* **Records shown**:
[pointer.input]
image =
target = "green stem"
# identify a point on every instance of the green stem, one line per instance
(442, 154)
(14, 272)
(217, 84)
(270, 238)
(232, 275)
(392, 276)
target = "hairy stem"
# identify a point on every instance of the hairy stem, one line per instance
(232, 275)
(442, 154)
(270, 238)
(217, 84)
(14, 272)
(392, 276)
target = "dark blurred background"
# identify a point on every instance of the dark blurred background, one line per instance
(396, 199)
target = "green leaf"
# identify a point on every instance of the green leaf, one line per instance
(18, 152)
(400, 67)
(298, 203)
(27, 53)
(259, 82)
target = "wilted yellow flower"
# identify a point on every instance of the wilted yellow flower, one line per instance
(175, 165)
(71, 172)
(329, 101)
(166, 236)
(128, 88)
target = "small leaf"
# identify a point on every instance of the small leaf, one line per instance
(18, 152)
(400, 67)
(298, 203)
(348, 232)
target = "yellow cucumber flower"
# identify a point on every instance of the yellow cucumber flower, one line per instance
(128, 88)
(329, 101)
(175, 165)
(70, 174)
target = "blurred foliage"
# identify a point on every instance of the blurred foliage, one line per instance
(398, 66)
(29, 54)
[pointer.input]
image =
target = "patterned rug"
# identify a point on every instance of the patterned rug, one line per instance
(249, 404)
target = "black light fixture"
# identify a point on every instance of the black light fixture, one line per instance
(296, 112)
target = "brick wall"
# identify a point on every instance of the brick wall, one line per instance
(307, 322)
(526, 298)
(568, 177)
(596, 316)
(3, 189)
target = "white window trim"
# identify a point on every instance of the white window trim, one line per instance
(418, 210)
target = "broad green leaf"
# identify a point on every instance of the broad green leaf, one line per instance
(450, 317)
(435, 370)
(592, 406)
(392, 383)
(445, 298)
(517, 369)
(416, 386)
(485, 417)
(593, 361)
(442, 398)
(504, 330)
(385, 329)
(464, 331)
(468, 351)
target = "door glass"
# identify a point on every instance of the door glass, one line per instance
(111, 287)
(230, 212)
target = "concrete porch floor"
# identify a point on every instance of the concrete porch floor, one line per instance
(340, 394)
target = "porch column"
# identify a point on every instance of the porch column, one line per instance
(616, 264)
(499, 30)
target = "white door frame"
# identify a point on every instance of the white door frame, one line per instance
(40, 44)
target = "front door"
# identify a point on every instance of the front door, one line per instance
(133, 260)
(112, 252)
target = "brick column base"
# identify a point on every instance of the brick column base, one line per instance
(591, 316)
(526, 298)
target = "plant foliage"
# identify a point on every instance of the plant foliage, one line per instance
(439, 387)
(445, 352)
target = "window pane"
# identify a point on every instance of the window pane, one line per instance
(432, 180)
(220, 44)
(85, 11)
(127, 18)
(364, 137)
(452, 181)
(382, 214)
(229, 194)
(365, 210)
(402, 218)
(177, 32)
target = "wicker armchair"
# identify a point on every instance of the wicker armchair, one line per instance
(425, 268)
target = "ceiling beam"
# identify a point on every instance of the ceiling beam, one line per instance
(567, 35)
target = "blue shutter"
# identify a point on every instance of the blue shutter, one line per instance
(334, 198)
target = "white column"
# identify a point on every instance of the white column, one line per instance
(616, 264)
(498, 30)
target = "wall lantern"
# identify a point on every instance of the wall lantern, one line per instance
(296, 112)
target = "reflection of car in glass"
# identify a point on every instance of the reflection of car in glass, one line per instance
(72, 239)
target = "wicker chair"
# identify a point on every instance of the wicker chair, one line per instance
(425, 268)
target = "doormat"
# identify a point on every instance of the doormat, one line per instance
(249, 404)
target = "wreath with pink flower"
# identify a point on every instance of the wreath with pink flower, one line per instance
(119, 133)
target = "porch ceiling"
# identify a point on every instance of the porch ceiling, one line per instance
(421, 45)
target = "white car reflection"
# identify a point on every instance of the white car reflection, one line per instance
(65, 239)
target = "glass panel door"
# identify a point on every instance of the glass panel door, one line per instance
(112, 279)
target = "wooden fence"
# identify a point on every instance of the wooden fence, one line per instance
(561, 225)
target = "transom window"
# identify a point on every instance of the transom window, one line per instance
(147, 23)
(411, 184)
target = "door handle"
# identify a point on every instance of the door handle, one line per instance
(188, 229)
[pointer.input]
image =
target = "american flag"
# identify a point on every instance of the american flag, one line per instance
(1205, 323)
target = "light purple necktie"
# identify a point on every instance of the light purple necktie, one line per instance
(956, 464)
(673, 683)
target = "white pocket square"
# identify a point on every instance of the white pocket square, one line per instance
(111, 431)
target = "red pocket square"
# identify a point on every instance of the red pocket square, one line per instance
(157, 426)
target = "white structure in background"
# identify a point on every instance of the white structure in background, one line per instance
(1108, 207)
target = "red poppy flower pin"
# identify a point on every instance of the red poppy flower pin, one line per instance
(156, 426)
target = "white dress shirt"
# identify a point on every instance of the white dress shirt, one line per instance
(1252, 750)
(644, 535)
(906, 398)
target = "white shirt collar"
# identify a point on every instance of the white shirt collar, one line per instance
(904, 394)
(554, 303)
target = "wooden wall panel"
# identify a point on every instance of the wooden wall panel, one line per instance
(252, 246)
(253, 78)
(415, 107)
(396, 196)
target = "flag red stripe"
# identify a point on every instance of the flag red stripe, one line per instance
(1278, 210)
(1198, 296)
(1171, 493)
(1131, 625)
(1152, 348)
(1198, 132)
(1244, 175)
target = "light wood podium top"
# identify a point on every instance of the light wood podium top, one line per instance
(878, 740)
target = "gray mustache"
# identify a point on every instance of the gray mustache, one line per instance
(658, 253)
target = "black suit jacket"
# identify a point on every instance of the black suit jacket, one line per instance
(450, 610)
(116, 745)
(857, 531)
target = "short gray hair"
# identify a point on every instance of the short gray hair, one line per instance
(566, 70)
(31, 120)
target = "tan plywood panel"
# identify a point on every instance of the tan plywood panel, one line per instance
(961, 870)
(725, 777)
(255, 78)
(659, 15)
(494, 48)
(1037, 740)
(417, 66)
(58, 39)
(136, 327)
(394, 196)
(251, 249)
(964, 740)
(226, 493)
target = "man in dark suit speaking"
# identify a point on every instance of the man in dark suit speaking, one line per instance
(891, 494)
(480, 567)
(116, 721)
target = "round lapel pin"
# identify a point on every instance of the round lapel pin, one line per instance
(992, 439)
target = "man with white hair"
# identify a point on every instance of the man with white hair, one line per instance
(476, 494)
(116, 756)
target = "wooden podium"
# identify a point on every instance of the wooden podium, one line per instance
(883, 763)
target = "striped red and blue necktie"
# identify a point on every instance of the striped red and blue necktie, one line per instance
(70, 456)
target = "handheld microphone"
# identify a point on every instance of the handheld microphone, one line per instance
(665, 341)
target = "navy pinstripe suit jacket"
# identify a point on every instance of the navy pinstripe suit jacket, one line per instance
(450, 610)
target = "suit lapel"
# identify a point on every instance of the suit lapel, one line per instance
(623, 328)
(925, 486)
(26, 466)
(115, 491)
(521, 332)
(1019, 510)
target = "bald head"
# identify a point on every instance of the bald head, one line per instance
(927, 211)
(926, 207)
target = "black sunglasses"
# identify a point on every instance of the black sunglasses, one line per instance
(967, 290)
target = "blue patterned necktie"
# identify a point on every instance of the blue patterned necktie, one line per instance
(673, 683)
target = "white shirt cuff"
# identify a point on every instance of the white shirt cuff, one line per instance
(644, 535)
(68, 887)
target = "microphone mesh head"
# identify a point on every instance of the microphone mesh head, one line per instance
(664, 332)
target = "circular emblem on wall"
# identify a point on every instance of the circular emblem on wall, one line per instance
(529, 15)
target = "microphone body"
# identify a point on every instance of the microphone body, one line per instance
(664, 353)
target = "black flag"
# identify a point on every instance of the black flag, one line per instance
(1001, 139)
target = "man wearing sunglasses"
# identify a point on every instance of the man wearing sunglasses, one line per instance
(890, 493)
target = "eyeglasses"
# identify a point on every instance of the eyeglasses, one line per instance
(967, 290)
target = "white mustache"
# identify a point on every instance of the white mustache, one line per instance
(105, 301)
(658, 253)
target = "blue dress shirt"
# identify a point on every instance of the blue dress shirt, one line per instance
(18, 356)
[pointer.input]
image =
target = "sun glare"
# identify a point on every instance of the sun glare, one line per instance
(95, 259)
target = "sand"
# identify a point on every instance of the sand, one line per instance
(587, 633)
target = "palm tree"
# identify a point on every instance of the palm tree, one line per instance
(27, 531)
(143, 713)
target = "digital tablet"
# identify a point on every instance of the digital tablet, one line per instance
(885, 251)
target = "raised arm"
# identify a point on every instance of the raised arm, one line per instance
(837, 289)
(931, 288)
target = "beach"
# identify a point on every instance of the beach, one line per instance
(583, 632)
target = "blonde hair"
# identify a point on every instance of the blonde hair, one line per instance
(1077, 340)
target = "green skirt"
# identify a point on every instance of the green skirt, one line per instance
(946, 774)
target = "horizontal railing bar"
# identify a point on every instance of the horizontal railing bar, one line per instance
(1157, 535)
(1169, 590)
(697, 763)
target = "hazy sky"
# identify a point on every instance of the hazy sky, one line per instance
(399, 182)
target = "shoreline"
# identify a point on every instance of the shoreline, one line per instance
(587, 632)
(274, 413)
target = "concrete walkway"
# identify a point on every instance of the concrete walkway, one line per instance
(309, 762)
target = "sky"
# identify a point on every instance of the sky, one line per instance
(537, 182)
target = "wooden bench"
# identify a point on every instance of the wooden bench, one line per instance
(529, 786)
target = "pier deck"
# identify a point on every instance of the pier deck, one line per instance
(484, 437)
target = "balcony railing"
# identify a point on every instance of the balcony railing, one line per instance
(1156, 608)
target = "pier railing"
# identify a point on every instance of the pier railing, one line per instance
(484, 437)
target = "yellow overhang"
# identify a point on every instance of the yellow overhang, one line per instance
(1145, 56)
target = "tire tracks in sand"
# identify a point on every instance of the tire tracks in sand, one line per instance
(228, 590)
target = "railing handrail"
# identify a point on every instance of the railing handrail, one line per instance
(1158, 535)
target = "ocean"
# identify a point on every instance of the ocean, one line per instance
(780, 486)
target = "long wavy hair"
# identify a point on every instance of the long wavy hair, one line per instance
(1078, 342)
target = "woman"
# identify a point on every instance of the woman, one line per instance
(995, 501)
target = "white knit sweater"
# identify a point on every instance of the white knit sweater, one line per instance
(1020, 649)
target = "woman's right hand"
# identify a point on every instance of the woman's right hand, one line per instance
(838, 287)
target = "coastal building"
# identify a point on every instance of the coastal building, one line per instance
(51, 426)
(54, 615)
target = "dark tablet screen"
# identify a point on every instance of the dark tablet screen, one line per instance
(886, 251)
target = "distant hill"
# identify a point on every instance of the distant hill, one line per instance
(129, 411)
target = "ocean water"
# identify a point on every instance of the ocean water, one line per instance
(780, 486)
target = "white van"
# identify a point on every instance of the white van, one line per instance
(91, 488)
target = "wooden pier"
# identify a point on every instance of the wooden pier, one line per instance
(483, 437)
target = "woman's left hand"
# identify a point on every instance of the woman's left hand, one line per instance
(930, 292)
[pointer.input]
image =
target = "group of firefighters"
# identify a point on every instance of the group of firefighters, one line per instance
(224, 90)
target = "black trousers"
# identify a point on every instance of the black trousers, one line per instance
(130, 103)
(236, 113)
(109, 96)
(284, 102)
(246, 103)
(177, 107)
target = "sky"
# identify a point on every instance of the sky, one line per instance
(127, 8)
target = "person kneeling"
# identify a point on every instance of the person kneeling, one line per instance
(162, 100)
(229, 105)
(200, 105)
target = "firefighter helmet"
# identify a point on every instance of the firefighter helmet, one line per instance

* **Goal of the exercise**:
Gather every line of the listing above that contains the string "collar", and copy each one out in full.

* **Solved exercise**:
target = "white shirt collar"
# identify a point on every instance of the white shirt collar, one line per instance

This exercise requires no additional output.